[Dataset entries]
____________________
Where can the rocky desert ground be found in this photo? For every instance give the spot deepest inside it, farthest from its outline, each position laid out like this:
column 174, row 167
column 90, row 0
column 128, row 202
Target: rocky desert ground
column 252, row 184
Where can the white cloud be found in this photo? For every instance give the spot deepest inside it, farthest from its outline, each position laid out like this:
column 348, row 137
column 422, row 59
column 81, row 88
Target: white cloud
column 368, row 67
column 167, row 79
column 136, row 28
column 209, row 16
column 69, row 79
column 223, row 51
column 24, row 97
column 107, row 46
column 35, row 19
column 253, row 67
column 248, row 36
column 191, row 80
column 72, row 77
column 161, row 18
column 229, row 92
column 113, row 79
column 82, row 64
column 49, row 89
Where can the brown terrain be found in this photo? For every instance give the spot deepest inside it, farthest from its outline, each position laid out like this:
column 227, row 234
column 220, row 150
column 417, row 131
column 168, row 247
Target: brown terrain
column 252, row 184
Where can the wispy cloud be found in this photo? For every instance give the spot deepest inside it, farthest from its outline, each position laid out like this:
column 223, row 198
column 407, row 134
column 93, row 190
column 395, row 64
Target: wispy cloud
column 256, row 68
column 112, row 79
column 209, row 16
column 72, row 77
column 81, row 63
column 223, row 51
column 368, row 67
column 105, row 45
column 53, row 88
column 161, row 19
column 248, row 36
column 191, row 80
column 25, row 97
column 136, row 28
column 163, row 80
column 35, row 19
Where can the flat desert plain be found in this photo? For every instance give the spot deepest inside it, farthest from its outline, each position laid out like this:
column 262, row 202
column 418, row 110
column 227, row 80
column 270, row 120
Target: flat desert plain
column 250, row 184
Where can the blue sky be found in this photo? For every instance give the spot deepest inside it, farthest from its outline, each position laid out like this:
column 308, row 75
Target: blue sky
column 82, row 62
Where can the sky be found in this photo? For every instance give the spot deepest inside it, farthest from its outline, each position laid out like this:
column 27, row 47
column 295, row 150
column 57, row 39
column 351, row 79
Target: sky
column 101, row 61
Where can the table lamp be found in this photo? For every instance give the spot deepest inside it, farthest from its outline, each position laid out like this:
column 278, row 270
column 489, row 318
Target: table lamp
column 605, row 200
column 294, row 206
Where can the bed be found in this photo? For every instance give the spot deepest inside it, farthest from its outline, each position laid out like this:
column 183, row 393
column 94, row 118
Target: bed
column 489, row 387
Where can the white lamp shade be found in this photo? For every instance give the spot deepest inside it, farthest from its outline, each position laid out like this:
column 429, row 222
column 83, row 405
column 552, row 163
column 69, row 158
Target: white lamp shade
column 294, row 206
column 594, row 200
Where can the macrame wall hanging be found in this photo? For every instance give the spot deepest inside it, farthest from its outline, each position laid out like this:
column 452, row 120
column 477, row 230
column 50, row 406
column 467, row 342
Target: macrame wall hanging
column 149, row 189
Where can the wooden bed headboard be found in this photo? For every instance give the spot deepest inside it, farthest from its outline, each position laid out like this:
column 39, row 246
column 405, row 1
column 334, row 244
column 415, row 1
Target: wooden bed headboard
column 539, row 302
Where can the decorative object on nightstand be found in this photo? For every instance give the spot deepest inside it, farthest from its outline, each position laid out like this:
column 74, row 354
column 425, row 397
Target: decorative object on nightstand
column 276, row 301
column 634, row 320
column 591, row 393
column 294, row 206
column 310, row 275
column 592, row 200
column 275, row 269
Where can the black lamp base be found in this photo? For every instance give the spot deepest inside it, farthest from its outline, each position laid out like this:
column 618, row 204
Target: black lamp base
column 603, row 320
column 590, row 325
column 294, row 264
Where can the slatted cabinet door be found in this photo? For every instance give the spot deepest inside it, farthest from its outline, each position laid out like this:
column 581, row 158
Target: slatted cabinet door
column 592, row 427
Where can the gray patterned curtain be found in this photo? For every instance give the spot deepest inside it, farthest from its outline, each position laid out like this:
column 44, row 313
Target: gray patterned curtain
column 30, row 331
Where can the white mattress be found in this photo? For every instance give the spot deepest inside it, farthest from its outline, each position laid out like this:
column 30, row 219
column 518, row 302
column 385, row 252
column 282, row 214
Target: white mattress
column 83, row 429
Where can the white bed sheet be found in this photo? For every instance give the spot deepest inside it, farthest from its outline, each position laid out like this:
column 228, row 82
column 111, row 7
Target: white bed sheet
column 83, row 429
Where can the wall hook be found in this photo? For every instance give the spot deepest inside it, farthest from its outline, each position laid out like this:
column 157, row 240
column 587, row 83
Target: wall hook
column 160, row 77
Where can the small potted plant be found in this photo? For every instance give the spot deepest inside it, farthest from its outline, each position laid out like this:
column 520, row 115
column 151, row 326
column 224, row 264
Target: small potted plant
____________________
In the entries above, copy the lines from the one that contains "column 151, row 326" through the last line, exactly as they appear.

§ FINISHED EXERCISE:
column 151, row 326
column 224, row 264
Target: small potted plant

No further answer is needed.